Text block ->
• • • • •

By Jose Ojea and Devon Tresidder; Farnsley Middle School (Louisville, KY)
Hypoplastic Left Heart Syndrome (HLHS), a defect of the heart, is when a baby is born with one ventricle instead of the two ventricles that are needed to pump the blood through the body.
Dr. Mark Rodefeld, a pediatric heart surgeon at the Indiana University of Medicine, is trying to make a technology to help assist the heart when a baby is born with only one ventricle. Children born with HLHS can only survive for days to a couple of weeks.
HLHS has many complications and it is difficult to treat. Most of the time a transplant is needed. Rodefeld is trying to prevent those transplants and to leave the kids with their own heart. He wants to reduce the need for donors.
The Mayo Clinic states HLHS has symptoms that include shortness of breath, chest pain, fainting, sensation of rapid heartbeats, and heart murmurs. Fifteen thousand children are born every year in the US with HLHS and is the fifth most common condition in newborn babies.
Nancy Smith Kilkenny, a NASA researcher, published an article on March 8, 2016, explaining that Rodefeld is making a bi-conical shaped flywheel, which is an object shaped like two cones with their bases together. This device will replace the missing ventricle. This technology is powered by a motor the size of a nickel. This is to help assist the heart with getting oxygen.[See video here]
At this time the installation would require three open heart surgeries to place the technology into the heart but, Rodefeld is trying to find another method to implant the device. He has not tried it on any living organism because it is still too large. NASA is involved in the project in order to scale the device down to size.
“I knew I wanted to put a bi-conical motor into the cross section of the network, but I needed experts in flywheel technology at NASA Glenn [Research Center in Cleveland, OH] to design and scale it to size,” Rodefeld explains.
“Unlike conventional motors, the outside motor of this pump spins around the inside, which allows for complex fluid pump shapes to be created on the surface of the rotor, “says David Avennesian, a systems engineer and project manager with NASA Glenn. “Those shapes then grab blood coming from the body and head, mix it, and then direct it to lungs for oxygenation”.

• • • • •

Provided material ->
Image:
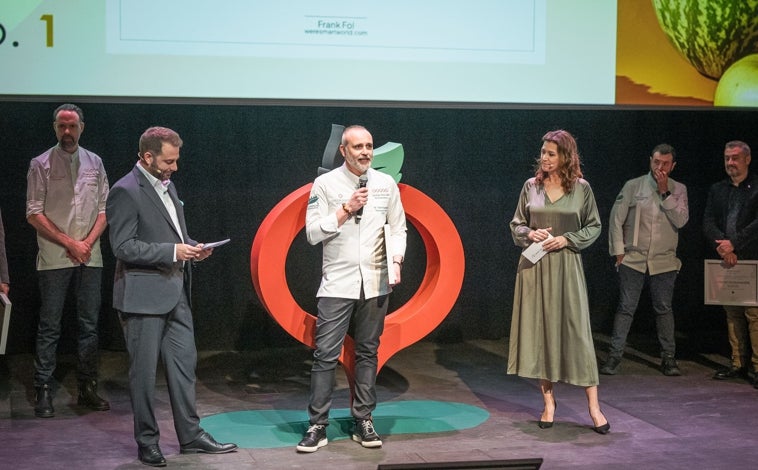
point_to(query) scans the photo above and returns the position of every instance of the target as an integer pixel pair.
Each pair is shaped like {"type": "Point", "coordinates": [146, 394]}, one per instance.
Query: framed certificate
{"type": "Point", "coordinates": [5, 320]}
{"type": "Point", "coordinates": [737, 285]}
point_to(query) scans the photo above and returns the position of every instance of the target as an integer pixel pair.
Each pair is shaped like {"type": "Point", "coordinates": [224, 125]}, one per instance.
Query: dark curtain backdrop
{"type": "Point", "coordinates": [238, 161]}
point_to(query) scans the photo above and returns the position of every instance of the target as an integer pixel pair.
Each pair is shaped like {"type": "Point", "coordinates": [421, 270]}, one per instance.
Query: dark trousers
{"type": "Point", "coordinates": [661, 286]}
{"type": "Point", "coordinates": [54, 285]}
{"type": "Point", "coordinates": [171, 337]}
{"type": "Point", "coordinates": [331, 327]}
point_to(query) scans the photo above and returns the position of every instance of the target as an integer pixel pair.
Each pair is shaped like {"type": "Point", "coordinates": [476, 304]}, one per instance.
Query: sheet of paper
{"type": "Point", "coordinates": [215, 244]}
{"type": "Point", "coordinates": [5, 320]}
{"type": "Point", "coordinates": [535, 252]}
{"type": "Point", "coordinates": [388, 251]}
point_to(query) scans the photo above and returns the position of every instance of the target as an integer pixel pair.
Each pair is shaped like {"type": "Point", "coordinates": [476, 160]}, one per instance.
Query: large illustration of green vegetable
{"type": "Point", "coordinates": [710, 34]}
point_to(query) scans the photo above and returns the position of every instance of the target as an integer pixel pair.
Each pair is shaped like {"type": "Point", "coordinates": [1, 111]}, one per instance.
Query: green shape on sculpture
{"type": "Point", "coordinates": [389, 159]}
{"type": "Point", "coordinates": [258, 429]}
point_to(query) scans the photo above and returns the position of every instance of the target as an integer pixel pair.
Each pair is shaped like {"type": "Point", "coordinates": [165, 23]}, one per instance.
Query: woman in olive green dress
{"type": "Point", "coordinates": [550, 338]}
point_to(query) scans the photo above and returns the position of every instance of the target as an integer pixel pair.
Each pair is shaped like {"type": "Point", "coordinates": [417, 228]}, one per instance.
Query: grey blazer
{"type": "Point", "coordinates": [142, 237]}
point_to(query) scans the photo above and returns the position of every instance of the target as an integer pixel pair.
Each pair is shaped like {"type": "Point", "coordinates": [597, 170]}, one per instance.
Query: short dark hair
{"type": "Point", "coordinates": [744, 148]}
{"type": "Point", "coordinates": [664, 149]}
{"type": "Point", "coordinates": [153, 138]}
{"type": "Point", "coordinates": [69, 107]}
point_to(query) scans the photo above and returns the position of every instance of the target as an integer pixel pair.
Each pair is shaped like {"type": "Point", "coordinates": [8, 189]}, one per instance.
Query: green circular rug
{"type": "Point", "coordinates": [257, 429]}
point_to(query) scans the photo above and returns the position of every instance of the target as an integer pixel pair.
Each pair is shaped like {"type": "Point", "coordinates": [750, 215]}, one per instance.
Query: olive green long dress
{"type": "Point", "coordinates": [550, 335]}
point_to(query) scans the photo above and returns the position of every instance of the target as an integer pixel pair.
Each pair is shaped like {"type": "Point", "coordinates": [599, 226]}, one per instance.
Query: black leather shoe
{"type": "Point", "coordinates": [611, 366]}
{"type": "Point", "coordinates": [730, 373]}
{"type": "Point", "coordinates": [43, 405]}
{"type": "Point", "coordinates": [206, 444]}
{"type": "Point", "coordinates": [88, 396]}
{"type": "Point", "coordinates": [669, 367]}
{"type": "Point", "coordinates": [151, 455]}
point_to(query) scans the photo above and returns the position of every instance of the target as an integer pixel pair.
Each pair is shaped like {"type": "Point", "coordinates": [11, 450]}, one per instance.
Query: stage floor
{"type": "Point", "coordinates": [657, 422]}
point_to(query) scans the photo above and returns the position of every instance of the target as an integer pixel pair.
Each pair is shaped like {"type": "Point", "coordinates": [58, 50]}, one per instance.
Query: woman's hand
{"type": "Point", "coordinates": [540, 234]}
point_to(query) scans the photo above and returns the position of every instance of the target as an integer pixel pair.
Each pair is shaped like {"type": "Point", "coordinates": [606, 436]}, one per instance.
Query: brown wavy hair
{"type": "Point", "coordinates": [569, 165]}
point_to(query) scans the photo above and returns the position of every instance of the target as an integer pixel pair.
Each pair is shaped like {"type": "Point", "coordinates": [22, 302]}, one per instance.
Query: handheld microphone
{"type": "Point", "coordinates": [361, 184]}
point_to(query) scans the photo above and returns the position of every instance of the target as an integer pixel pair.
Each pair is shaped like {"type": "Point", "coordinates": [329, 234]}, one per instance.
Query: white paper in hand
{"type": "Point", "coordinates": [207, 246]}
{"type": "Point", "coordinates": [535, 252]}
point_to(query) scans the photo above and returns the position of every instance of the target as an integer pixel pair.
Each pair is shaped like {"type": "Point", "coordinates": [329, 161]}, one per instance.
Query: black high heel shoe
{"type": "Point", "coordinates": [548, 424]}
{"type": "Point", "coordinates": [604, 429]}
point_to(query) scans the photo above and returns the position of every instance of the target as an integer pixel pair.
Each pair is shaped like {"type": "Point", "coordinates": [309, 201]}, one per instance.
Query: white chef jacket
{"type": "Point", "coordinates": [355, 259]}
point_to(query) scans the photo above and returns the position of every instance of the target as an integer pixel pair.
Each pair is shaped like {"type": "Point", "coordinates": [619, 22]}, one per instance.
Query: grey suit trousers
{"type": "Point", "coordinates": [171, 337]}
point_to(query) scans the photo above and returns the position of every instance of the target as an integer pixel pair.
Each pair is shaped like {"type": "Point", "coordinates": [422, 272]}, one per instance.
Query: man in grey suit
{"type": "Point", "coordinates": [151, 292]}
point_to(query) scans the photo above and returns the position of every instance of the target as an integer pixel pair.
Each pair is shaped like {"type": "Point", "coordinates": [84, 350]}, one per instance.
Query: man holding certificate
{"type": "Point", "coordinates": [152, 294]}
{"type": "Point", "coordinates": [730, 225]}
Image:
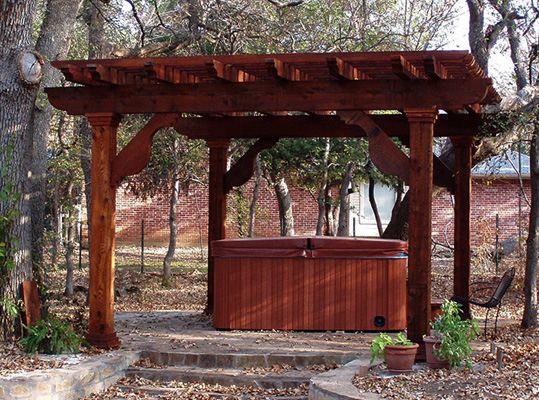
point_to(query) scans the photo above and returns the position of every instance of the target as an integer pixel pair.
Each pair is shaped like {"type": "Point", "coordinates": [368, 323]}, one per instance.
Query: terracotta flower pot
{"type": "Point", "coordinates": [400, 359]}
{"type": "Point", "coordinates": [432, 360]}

• • • • •

Task statement -> In the article on Hypoplastic Left Heart Syndrome, how big is the motor that powers Rodefeld's device?

Solution -> It is the size of a nickel.